Şair araya olumsuzluk
edatı sokmaksızın Ebu Bekir ve ömer de demek istemiştir. Buyruk şu demektir:
Senin kabul ettiğin tevhid ile müşriklerin kabul ettikleri şirk bir olmaz .
. İbn Abbas dedi ki:
İyilik (hasene); la İlahe illallah'tır, kötülük (seyyie) ise şirktir.
İyiliğin itaat,
kötülüğün şirk olduğu da söylenmiştir. Bu da birinci görüşün aynısıdır.
İyilik idare etmektir,
kötülük ise kabalıktır, diye açıklanmıştır. İyiliğin affetmek, kötülüğün ise intikam
almak olduğu da söylenmiştir.
ed-Dahhak dedi ki:
İyilik ilimdir, kötülük ise çirkin söz ve işlerdir Ali b. Ebi Talib (r.a) da
şöyle demiştir: İyilik Resülullah (s.a.v.)'ın alini sevmektir, kötülük ise
onlara buğzetmektir.
"Sen en güzel olan
ile de fet" buyruğu kılıç ayeti ile neshedilmiştir. Fakat bu buyruğun
kapsamından müstehab olmak üzere geriye: Güzel geçim, sıkıntılara katlanmak ve
kusurları görmemek kalmıştır
İbn Abbas dedi ki: Yani
halim (kötülüğe kötülükle karşılık vermemek) olmak suretiyle sana karşı
cahillik edenlerin cahilliğini defet. Yine ondan rivayete göre: Bu bir kişiye
sövüp de, kendisine sövülen diğer kişinin: Eğer söylediklerin doğru ise Allah
beni bağışlasın. Eğer söylediklerin yalan ise Allah seni bağışlasın, diye cevap
vermesidir.
Yine rivayete göre Ebu
Bekir es-Sıddik (r.a) bunu kendisine kötü söz söyleyen bir adama söylemiştir.
Mücahid: "En güzel
olan ile" kendisine düşmanlık eden kimse ile karşılaştığı vakit ona selam
vermek diye açıklamıştır. Ata da böyle açıklamıştır.
Kadı Ebu Bekir
İbnu'l-Arabi'nin ''Ahkam(u'l-Kur'an)''ın da zikrettiği üçüncü bir görüş de
musafahalaşmak (tokalaşmak)dır. Nitekim rivayette: "Musafaha yapınız, bu
(kalplerdeki) kini giderir." denilmektedir.
Malik, musafaha
yapılacağı görüşünde değildi. Süfyan ile bir araya gelmişler, musafahayı
sözkonusu ettiklerinde Süfyan şöyle demiş: Resulullah (s.a.v.) Habeşistan'dan
geldiği vakit Cafer ile musafaha etmişti. Bunun üzerine Malik ona: Bu ona
hastır, demişti. Bu sefer Süfyan ona şöyle demişti: Resülullah (s.a.v.) için
has olan bir şey bizim için de hastır, onun için genel olan bir şey bizim için
de geneldir. Musafaha yaptığı ise sabittir, onu inkar etmenin anlamı yoktur.

::::

**Görev listesi:**
a - İyilik ve kötülük hakkındaki metne göre Mücahid "en güzel olan ile" ifadesini nasıl açıklamıştır?
b - İyilik ve kötülük hakkındaki metni son cümlesinden itibaren devam ettirin.
Kayıtlar başka bir kaynaktan alınmıştır.

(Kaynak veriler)
::::

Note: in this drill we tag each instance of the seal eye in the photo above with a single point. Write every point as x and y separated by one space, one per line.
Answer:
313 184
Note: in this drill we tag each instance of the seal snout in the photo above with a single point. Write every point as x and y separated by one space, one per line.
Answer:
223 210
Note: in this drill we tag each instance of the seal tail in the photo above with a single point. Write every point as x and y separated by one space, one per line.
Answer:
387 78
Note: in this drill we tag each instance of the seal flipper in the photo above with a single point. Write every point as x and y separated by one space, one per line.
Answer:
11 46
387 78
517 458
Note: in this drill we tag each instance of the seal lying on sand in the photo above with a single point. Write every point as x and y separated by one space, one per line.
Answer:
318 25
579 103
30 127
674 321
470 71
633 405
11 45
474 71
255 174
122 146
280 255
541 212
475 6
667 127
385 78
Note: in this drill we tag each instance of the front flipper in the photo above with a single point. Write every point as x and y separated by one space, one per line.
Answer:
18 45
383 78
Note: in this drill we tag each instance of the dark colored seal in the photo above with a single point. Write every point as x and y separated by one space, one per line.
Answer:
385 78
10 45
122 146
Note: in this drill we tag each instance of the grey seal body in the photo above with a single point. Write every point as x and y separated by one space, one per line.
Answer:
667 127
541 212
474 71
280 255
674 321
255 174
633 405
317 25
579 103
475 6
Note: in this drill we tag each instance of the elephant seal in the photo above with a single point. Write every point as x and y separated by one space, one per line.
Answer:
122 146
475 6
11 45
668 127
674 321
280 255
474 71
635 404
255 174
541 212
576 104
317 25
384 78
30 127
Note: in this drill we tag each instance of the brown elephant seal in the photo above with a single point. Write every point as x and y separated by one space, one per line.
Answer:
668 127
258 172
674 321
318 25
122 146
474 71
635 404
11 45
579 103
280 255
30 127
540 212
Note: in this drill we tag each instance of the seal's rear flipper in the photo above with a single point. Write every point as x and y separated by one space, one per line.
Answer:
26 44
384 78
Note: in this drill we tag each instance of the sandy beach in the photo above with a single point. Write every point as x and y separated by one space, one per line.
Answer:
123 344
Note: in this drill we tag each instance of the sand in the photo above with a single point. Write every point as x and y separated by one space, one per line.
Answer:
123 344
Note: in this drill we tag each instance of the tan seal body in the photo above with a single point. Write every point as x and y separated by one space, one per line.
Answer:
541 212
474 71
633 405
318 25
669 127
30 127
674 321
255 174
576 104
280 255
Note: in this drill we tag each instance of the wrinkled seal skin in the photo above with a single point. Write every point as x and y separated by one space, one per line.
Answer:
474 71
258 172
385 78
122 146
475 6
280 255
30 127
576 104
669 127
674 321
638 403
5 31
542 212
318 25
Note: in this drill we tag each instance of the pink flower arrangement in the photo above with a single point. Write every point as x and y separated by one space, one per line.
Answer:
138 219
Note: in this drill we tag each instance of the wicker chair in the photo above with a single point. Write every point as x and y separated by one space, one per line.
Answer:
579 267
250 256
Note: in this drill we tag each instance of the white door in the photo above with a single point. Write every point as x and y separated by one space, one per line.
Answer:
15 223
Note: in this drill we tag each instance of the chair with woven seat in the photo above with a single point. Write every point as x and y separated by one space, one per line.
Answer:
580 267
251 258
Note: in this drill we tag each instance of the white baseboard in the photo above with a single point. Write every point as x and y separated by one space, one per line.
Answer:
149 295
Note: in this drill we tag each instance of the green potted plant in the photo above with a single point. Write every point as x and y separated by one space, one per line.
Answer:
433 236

::::

**Çözülmüş sorular:**
a - Kendisine düşmanlık eden kimseyle karşılaştığı vakit ona selam vermek diye açıklamıştır.

b -
Katade de rivayette
şöyle demektedir: Ben Enes'e: Resülullah (s.a.v.)'in ashabı arasında musafaha
var mıydı; diye sordum. O: Evet, dedi ve bu, sahih bir hadistir. Diğer taraftan
"elele tutmak (musafahalaşmak) muhabbetin kemalindendir." denildiği
rivayet edilmiştir.
Önder imamlardan birisi
olan Muhammed b. İshak'ın ez-Zühri'den, onun Urve'den, onun da Aişe'den
rivayetine göre Aişe (r.anha) şöyle demiştir: Zeyd b. Harise Medine'ye geldi.
Resülullah (s.a.v.) da benim odamda idi. Zeyd kapıyı çalınca, Rasülullah
(s.a.v.) elbisesini arkasından sürükleyerek çıplak olarak ayağa kalktı. -Allah'a
yemin ederim, ne ondan önce, ne de daha sonra onu çıplak olarak görmedim.-
Onunla kucaklaştı ve onu öptü.
Derim ki: Malik'ten
musafahanın caiz olduğu görüşü de rivayet edilmiştir. İlim adamlarından bir
topluluk da bu kanaattedir. Bu hususa dair açıklamalar daha önce Yusuf
Süresi'nde (100. ayet, 3. başlıkta) geçmiş bulunmaktadır. Ayrıca orada el-Bera
b. Azib'in rivayet ettiği şu hadisi de zikretmiştik: Resulullah (s.a.v.)
buyurdu ki: "İki müslüman birbirleriyle karşılaşır da biri arkadaşının elinden
sevgi ve samimiyet ile tutacak olursa, mutlaka aralarından günahları dökülür
...
"O zaman seninle
kendisi arasında düşmanlık olan kimse sanki candan bir dost oluverir." Çok
yakın bir arkadaş oluverir.
Mukatil dedi ki: Bu Ebu
Süfyan b. Harb hakkında inmiştir. Peygamber (s.a.v.)'a eziyet eden birisi idi.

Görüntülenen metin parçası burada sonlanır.